*Directions*.
The answer must be an exact copy of the lines from the one with "436, row 121." to the last line of the entries below, both included, and must contain no pictures.

START Dataset records

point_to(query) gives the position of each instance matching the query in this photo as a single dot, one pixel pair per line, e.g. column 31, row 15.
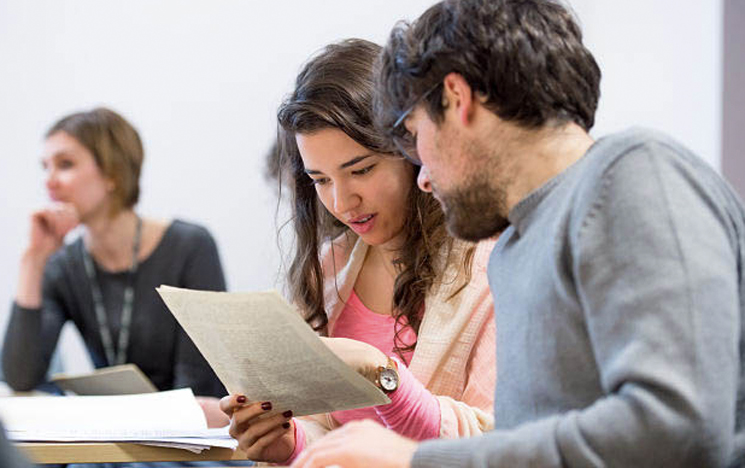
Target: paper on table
column 174, row 413
column 260, row 347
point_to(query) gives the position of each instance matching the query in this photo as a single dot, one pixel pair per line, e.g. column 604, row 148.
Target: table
column 74, row 452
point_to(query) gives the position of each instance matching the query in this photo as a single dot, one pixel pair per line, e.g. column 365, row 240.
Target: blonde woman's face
column 72, row 176
column 366, row 191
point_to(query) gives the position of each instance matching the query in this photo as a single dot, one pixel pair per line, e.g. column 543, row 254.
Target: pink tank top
column 362, row 324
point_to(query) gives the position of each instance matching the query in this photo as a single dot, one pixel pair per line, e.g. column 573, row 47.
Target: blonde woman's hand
column 49, row 227
column 360, row 356
column 269, row 438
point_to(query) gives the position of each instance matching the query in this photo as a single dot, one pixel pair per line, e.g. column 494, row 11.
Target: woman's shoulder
column 337, row 251
column 181, row 231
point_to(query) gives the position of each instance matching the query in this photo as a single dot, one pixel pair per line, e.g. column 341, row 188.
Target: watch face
column 388, row 380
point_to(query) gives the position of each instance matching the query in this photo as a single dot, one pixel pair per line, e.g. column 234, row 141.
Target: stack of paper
column 172, row 418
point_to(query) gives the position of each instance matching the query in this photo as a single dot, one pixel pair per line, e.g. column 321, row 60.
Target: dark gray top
column 619, row 296
column 185, row 257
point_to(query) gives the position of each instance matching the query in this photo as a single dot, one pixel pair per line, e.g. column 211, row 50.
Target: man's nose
column 423, row 181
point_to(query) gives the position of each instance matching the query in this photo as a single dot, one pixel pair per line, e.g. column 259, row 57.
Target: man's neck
column 538, row 156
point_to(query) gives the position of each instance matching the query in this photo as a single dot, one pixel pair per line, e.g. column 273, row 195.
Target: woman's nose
column 344, row 198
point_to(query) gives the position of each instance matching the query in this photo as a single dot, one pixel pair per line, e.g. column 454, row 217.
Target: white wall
column 201, row 80
column 662, row 67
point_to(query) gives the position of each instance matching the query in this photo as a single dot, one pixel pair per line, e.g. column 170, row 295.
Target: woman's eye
column 321, row 181
column 364, row 170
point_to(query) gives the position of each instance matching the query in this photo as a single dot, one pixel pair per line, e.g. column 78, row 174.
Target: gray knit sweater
column 619, row 298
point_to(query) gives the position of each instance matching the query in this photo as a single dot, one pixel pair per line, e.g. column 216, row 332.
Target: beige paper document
column 260, row 347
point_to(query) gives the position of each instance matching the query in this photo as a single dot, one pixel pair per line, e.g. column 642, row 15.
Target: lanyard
column 103, row 324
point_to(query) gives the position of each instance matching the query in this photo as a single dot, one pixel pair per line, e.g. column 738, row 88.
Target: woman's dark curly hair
column 334, row 90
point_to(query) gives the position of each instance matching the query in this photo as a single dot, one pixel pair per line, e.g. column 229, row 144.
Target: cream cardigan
column 454, row 356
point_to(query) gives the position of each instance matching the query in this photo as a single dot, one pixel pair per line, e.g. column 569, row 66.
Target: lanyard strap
column 103, row 324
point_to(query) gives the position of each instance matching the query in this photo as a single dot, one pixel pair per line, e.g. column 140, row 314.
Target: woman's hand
column 212, row 412
column 268, row 438
column 49, row 227
column 362, row 357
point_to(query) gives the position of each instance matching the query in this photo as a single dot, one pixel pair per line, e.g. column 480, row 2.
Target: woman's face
column 74, row 177
column 367, row 191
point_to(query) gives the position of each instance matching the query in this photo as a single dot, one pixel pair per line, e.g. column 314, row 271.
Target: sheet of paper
column 260, row 347
column 174, row 413
column 125, row 379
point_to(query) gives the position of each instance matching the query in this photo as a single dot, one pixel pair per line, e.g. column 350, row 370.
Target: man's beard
column 476, row 211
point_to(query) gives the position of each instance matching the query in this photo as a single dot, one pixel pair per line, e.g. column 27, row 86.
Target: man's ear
column 458, row 95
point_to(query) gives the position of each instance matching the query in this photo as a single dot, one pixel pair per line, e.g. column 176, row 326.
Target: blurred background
column 201, row 81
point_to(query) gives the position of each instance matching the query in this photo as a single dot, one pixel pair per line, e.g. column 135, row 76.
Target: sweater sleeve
column 32, row 335
column 202, row 271
column 656, row 274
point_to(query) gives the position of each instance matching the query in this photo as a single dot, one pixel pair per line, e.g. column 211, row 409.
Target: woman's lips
column 362, row 224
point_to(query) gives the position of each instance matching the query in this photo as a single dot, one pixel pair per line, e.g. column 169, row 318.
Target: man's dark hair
column 525, row 56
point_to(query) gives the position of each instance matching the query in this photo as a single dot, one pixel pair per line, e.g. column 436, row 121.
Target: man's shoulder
column 636, row 156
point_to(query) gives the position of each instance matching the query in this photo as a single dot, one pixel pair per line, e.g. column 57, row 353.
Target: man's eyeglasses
column 405, row 142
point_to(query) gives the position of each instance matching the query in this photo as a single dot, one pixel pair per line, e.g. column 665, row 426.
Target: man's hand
column 359, row 444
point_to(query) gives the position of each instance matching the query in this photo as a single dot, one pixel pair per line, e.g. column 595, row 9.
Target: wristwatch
column 386, row 377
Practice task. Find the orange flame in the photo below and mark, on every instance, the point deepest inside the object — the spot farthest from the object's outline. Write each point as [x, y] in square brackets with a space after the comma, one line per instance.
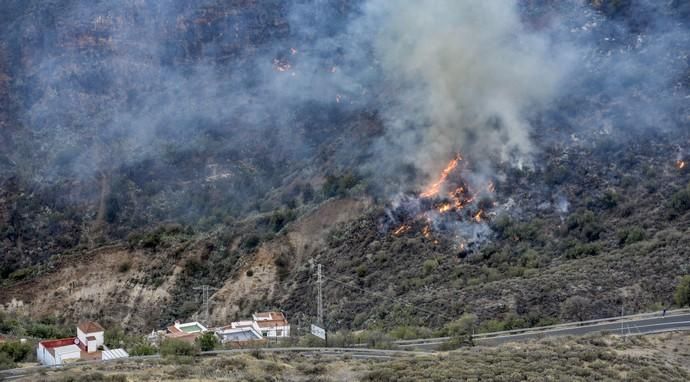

END Dataset records

*Solution to this exercise*.
point_to(query) gives the position of each instance matching the query in this photo as a single dot, one pixel pair per line, e.g. column 436, row 121.
Target: man's shoulder
column 636, row 156
point_to(query) gives the position of each instance matching the query in this photo as a single dot, one pixel pair per line, e.g. column 57, row 353.
Target: man's eyeglasses
column 405, row 142
point_to(query) gives the position of each instance matching the query in this photo as a single dot, one pixel pair per line, e.g. column 665, row 426.
Target: man's hand
column 359, row 444
point_to(query) gives the position of each instance matching the query in this photo as a single dot, one pixel pair per line, e.g. column 595, row 9.
Target: wristwatch
column 386, row 377
Practice task. Find the orange flame in the photo below and mark, on every instance, the point deepest inside the object — the spot farthest from the object's outline. Write each point as [x, y] in square brackets with a space after the comma, one line per instance.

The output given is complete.